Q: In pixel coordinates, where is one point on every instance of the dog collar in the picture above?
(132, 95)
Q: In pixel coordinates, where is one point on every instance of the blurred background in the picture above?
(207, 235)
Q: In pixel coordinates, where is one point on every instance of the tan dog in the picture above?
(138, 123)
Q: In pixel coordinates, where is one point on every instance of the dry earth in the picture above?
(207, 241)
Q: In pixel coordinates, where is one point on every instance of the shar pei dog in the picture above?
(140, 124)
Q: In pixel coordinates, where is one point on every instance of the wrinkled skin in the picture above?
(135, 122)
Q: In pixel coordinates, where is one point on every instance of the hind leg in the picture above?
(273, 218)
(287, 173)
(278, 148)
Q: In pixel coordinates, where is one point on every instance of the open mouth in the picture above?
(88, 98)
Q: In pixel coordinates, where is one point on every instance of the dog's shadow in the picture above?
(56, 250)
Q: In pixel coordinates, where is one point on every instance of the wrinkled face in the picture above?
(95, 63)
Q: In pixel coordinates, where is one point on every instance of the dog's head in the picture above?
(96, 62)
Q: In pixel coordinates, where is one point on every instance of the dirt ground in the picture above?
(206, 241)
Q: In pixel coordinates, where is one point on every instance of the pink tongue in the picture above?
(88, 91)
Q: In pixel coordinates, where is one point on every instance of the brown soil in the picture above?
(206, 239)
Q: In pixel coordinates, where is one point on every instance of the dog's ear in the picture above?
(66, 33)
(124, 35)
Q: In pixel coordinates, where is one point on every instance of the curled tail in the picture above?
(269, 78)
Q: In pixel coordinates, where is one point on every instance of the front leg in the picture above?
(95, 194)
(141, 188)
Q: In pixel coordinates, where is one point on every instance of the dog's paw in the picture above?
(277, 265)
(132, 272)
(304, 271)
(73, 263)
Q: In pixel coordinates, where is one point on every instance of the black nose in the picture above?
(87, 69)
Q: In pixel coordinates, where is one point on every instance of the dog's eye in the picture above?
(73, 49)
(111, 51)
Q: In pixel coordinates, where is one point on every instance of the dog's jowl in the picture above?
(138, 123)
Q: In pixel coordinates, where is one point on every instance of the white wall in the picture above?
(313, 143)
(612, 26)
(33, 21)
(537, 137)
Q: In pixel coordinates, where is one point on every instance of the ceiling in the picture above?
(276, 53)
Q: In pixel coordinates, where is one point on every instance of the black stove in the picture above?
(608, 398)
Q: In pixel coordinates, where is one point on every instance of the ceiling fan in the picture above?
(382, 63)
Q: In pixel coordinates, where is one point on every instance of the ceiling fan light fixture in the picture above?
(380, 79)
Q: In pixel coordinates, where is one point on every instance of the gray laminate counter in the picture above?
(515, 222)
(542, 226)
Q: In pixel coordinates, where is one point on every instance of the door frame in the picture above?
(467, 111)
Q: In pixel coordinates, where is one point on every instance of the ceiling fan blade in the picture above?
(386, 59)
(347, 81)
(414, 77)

_ _ _ _ _ _ _

### ASSIGNED TASK
Transcribe the entire listing above exactly.

### RESPONSE FOR THIS EXERCISE
Q: In pixel coordinates, where is one point on every instance of the dog collar in the picture above?
(132, 95)
Q: In pixel coordinates, where is one point on every instance of the blurred background in the picture above?
(207, 235)
Q: In pixel coordinates, where is one point on every instance of the tan dog in the picture above?
(138, 123)
Q: In pixel coordinates, where is one point on every instance of the dry earth in the picture above?
(207, 241)
Q: In pixel coordinates, where is one point on every instance of the shar pei dog in the picture above?
(140, 124)
Q: In pixel coordinates, where is one point on every instance of the wrinkled skin in the picture above?
(135, 122)
Q: In pixel coordinates, where is one point on every instance of the hind leg in the picture above?
(273, 218)
(287, 173)
(278, 148)
Q: In pixel coordinates, where is one point on every instance of the open mouth in the picture above?
(88, 98)
Q: In pixel coordinates, where is one point on every instance of the dog's shadow in the picture above?
(56, 250)
Q: In pixel coordinates, where is one point on every instance of the wrinkled face in the picture above?
(95, 63)
Q: In pixel coordinates, where is one point on every instance of the dog's head in the picture above?
(96, 62)
Q: In pixel coordinates, where is one point on every instance of the dirt ground in the picture above?
(206, 241)
Q: In pixel coordinates, where is one point on every instance of the pink tongue in the picture above?
(88, 91)
Q: In pixel coordinates, where is one point on every instance of the brown soil in the picture above?
(206, 239)
Q: In pixel coordinates, where is one point on every instance of the dog's ear in the picture above?
(66, 33)
(124, 35)
Q: In pixel coordinates, where is one point on every instance of the curled tail in the picture above?
(269, 78)
Q: In pixel coordinates, where is one point on every instance of the front leg in the picture above?
(95, 194)
(141, 188)
Q: In pixel coordinates, where is one point on every instance of the dog's paw in the picture above?
(277, 265)
(132, 272)
(304, 271)
(73, 263)
Q: In pixel coordinates, where is one point on every instance of the black nose in the picture above?
(87, 69)
Q: In pixel coordinates, where is one point on every instance of the dog's eye in the picture above?
(73, 49)
(111, 51)
Q: In pixel coordinates, where is one point on every instance of the dog's jowl in the picture above?
(138, 123)
Q: In pixel coordinates, where is one point on every instance of the white wall in the picture above?
(313, 143)
(612, 26)
(33, 21)
(537, 137)
Q: In pixel coordinates, where is one point on every instance of the ceiling in the picture above?
(276, 53)
Q: In pixel coordinates, where is one point on every instance of the black stove in the picture above?
(608, 398)
Q: In pixel coordinates, where is one point on every instance of the ceiling fan in the picture above?
(382, 63)
Q: In pixel coordinates, where is one point on every instance of the ceiling fan light fixture in the picture above?
(380, 79)
Q: In pixel coordinates, where is one point on every instance of the gray laminate counter in the picture above?
(515, 222)
(542, 226)
Q: In pixel coordinates, where is one point on every instance of the door frame in the picture above?
(467, 111)
Q: In pixel coordinates, where is one point on every instance of the ceiling fan blade in the picture above?
(386, 59)
(347, 81)
(414, 77)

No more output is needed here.